--- SOURCE MATERIAL ---

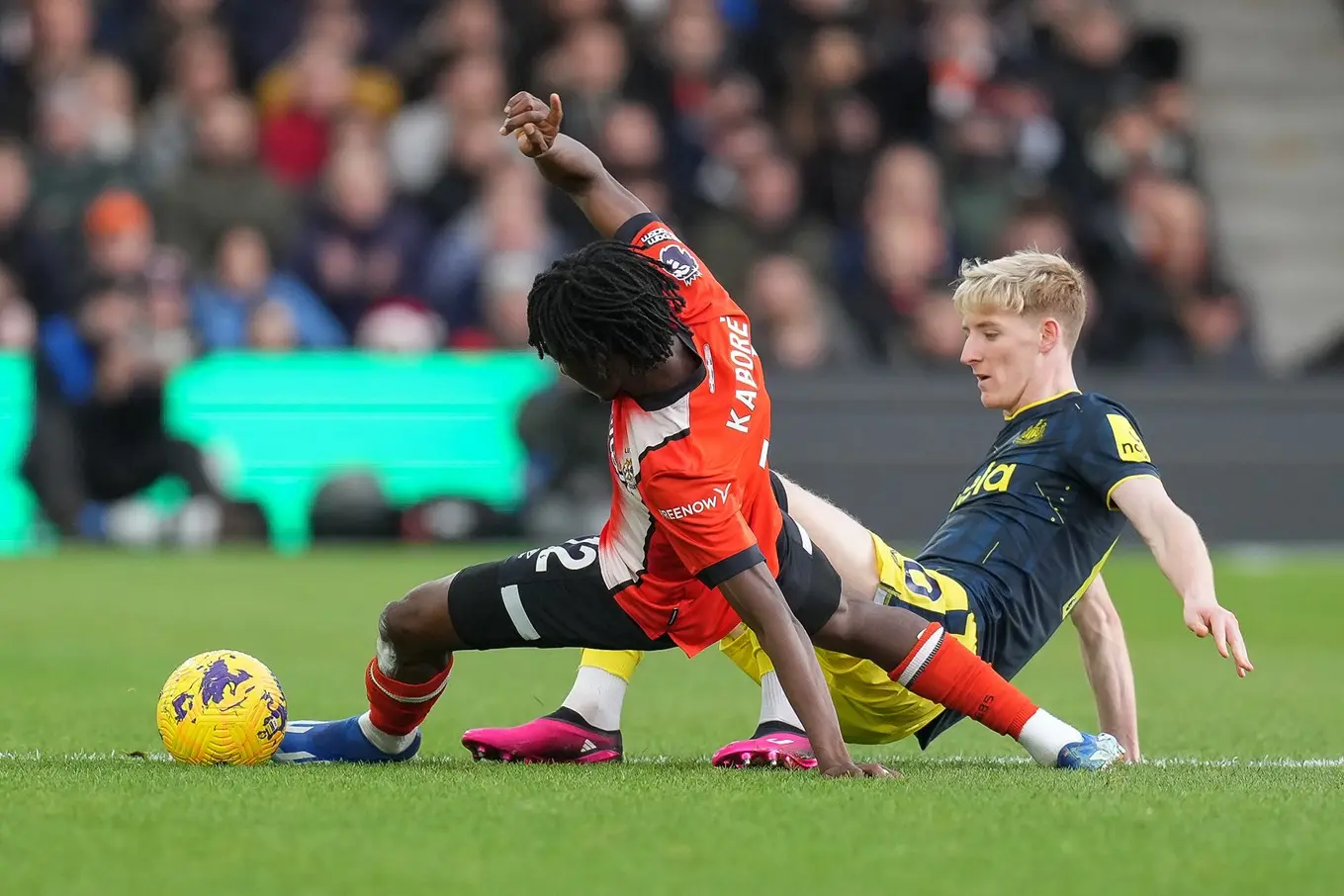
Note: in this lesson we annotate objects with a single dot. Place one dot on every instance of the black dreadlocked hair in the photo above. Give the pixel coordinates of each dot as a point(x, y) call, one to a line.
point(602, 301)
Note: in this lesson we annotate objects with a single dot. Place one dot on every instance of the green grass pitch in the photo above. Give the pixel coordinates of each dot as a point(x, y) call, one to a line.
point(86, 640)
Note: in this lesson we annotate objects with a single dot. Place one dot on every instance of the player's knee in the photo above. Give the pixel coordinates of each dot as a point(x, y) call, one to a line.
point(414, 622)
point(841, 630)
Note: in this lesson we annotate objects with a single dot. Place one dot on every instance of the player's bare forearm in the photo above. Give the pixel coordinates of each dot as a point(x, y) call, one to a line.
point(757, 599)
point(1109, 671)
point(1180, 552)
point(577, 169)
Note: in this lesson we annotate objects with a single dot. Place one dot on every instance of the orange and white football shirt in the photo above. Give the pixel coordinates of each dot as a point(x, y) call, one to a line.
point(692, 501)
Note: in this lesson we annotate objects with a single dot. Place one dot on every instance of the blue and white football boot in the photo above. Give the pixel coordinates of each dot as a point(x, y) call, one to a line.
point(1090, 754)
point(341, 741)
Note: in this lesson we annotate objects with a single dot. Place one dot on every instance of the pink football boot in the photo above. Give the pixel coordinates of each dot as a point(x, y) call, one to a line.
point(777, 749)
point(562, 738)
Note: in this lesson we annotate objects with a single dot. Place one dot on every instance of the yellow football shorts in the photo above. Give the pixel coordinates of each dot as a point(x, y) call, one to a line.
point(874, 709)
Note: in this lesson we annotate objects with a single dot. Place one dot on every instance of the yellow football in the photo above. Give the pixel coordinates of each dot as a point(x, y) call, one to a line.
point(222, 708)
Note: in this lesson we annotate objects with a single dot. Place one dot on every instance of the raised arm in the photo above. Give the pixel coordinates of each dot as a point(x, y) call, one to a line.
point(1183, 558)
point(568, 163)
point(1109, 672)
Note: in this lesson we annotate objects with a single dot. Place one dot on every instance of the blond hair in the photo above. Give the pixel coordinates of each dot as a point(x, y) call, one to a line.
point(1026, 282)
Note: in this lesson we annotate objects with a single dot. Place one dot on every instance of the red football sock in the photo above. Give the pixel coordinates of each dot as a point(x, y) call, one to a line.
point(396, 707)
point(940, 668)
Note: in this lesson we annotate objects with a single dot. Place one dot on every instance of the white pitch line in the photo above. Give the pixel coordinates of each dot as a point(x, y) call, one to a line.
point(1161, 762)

---

• [JOB]
Arrange every line of the listing above as a Markdown table with the columns "Row" and "Line", numbering the rows in order and skipping blank lines. Leave the pictures out of the table.

• [IN RESPONSE]
| Row | Line |
|---|---|
| 1 | Note: in this lesson we annotate objects with a single dot. Place one dot on every instance of the black dreadlocked hair in the photo above. Give the pixel coordinates of each dot as a point(x, y) call, one to a line. |
| 2 | point(602, 301) |
| 3 | Note: in this lesson we annotate objects with a single dot. Place one dot on every instance of the green grass pitch in the photo above. Give the pixel coordinates of each dot as a point(x, y) call, one to a line. |
| 4 | point(86, 640) |
| 5 | Note: in this lesson we annotate objects with a single dot. Place one dot on every instance of the player's knee in the photo above. Give the pixel coordinates of each dot as a point(x, y) call, one to a line. |
| 6 | point(414, 622) |
| 7 | point(841, 630) |
| 8 | Note: in this lesson we annotate objects with a single dot. Place one dot on every instance of the player's bare forearm in the photo above. Give the pixel coordinates of each dot as a point(x, y) call, one to a line. |
| 9 | point(757, 599) |
| 10 | point(1109, 671) |
| 11 | point(1180, 552) |
| 12 | point(577, 169) |
| 13 | Note: in this lesson we annotate objects with a single dot. Place one dot on every instance of the orange and white football shirt in the photo above. Give the pixel coordinates of each dot as a point(x, y) call, one to a line. |
| 14 | point(692, 501) |
| 15 | Note: in this lesson we annotate objects with a single dot. Place one dot on every instance of the blue and white football boot in the photo above. Give the pixel coordinates of each dot as a point(x, y) call, one to a line. |
| 16 | point(1090, 754) |
| 17 | point(341, 741) |
| 18 | Note: in this lesson we annotate objects with a single dot. Place one dot on every instance of the pink football boot in the photo above. Give the pixel coordinates of each dot as a point(x, y) call, one to a line. |
| 19 | point(777, 749) |
| 20 | point(562, 738) |
| 21 | Note: in this lesson we annotate objects with a single dot. Place one dot on every instance of the yellow football shorts in the photo above. Give the pixel coordinates of each dot as a point(x, y) call, one to a line. |
| 22 | point(874, 709) |
| 23 | Note: in this lesson we annotate objects with a single dot. Place one dot on every instance of the yellow football in the photo above. Give the pixel coordinates of each dot as a point(x, y) call, one to a line. |
| 24 | point(222, 708) |
| 25 | Note: in this lesson we annotate objects with a single dot. Place one dot on every instance of the raised arm in the photo above. Give the pixel coordinates of each dot as a point(x, y) call, one to a line. |
| 26 | point(1183, 558) |
| 27 | point(568, 163) |
| 28 | point(1109, 672) |
| 29 | Note: in this lesson we annotate objects with a single dot. Place one dot on every instance of the blond hair in the photo above. Give the pixel coordinates of each dot as a point(x, y) call, one to a line. |
| 30 | point(1026, 282) |
| 31 | Note: in this lesson we annotate objects with a single dot. Place one dot on every instance of the red football sock in the photo above. Give the pixel coordinates of each dot as a point(x, y) call, one to a line. |
| 32 | point(396, 707) |
| 33 | point(940, 668) |
| 34 | Note: in this lesson we annotate objects with a single dot. Place one dot on every instance of the white pitch line in the photo above. Give the pixel coordinates of each dot as a point(x, y) call, one to a line. |
| 35 | point(1161, 762) |